§ **TRY IT**
Give back the lines below verbatim, omitting all pictures.

Saved entries
* * * * *
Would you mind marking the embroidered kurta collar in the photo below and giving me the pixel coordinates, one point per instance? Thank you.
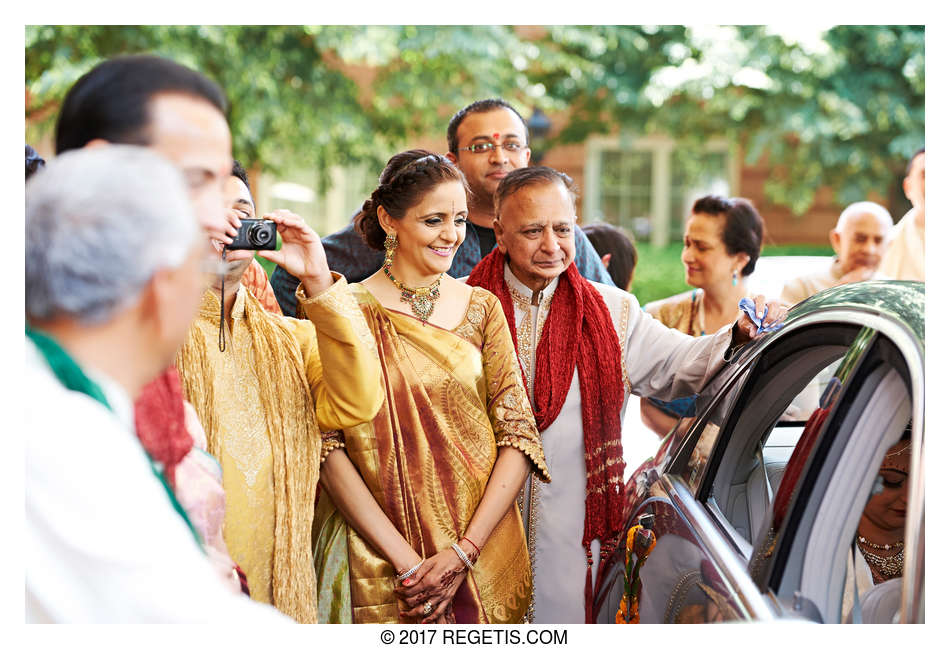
(523, 294)
(211, 304)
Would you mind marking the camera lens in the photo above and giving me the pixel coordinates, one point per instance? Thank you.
(259, 234)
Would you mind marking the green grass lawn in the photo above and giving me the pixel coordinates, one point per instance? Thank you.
(660, 274)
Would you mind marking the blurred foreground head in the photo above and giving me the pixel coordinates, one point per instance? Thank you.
(113, 251)
(160, 104)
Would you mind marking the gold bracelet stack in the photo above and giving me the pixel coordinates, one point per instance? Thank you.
(410, 572)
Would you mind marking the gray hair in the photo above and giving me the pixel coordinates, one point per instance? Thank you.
(100, 223)
(864, 207)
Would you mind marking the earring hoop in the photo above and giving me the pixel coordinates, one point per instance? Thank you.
(389, 245)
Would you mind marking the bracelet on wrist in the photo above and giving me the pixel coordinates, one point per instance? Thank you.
(478, 550)
(464, 557)
(410, 572)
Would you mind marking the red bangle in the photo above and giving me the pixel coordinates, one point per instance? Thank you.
(477, 549)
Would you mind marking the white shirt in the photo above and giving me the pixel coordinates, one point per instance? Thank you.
(103, 543)
(656, 361)
(904, 257)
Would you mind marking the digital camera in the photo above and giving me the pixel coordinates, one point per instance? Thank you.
(255, 234)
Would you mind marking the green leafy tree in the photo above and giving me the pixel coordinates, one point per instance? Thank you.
(841, 108)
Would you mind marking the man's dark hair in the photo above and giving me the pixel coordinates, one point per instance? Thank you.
(608, 239)
(110, 102)
(743, 229)
(480, 106)
(521, 178)
(33, 161)
(240, 173)
(910, 161)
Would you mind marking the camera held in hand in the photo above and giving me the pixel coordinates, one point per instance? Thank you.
(255, 234)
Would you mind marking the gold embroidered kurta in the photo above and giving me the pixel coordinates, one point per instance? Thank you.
(452, 398)
(239, 403)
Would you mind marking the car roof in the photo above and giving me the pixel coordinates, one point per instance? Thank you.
(901, 301)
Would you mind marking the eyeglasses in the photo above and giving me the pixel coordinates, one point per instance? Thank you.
(486, 147)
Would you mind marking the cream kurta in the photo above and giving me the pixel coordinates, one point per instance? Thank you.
(102, 542)
(338, 358)
(904, 258)
(657, 361)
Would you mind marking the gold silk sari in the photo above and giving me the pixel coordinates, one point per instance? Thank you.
(452, 398)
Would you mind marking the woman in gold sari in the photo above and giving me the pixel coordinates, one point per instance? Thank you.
(417, 519)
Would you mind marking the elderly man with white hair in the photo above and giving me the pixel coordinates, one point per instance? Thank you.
(859, 240)
(114, 275)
* * * * *
§ **WRITTEN SOLUTION**
Would you mind marking the embroidered kurta collar in the photo below and giving me the pixel coordinates, one point per instance? Thank you.
(523, 294)
(211, 304)
Would you mind marking the camera lens in the photo above and giving me the pixel coordinates, one point per instance? Thank you.
(259, 234)
Would you mind marking the green grass lawn in the photo above and giving me the pixel coordinates, one point per instance? Thank you.
(660, 274)
Would you mind marking the blurred foreground head in the photo above and giving me the pixel coordinates, one point per instance? Thank you.
(113, 251)
(160, 104)
Would you mind marking the gold bracelet stack in the photo above and giving me the pixel coordinates, one point per instance? Thank you.
(410, 572)
Would you mind marking the gray hair in the photo above and giving me the pixel coordinates, one point per instance? Thank you.
(100, 223)
(864, 207)
Would you mind marking the earring hoop in the photo above and giving me the pixel coordinates, one point per instance? Thank you.
(389, 245)
Would you mind marking the bracelet on wrist in the photo above and giving me the pixel coordinates, one point per instance? Thank you.
(478, 550)
(464, 557)
(410, 572)
Would you mind marking the red bangle in the photo above and giving me the pixel coordinates, one point per instance? Thank you.
(477, 549)
Would you mind marking the white shirt in the photo above and giving me the pixel coordinates, one point per instance? Thank you.
(103, 543)
(656, 361)
(904, 257)
Would you mind marking the digital camera in the photo above and giving me the pixel coordinates, one point per instance? Thank you.
(255, 234)
Would you mind marking the green leafy tree in the photo above and giving me the pixel coordinates, one point per instance? Thank you.
(841, 108)
Would you mind marking the man's dark hair in the photo above and giving me the pixel coordinates, one point per instance? Thank you.
(608, 239)
(110, 102)
(743, 229)
(480, 106)
(521, 178)
(33, 161)
(240, 173)
(910, 161)
Would you mind marking the camera held in hand in the photo above and giving me the pixel coordinates, one point per instance? Thank you.
(255, 234)
Would you mind marking the gold embroidered kurta in the photo above and giving me the pixel coordinates, one point per instance? Thank you.
(452, 398)
(239, 403)
Would you mind marking the car roof in the photo above and giving me the pixel coordinates, one point per instance? Thank you.
(901, 301)
Would you mind marking the eyeglasses in the photo above and giving me the pixel coordinates, one point per instance? Thank you.
(486, 147)
Would you mind marking the cream kurta in the photo above and giving me the pixel coordinates, one point per instance? Thank you.
(102, 542)
(338, 358)
(904, 258)
(657, 361)
Would you mind marking the gold silk sari in the photo above and giving me the pixel coordinates, one point per instance? Thank you.
(452, 398)
Would you mind marking the woman in gold sari in the photo above and giving me the pixel coordinates, one point per instance? Thank you.
(417, 519)
Would you mind marking the elderly man with white hair in the photo above and giving me the pixel coordinates, one point per instance? Thank you.
(859, 240)
(114, 275)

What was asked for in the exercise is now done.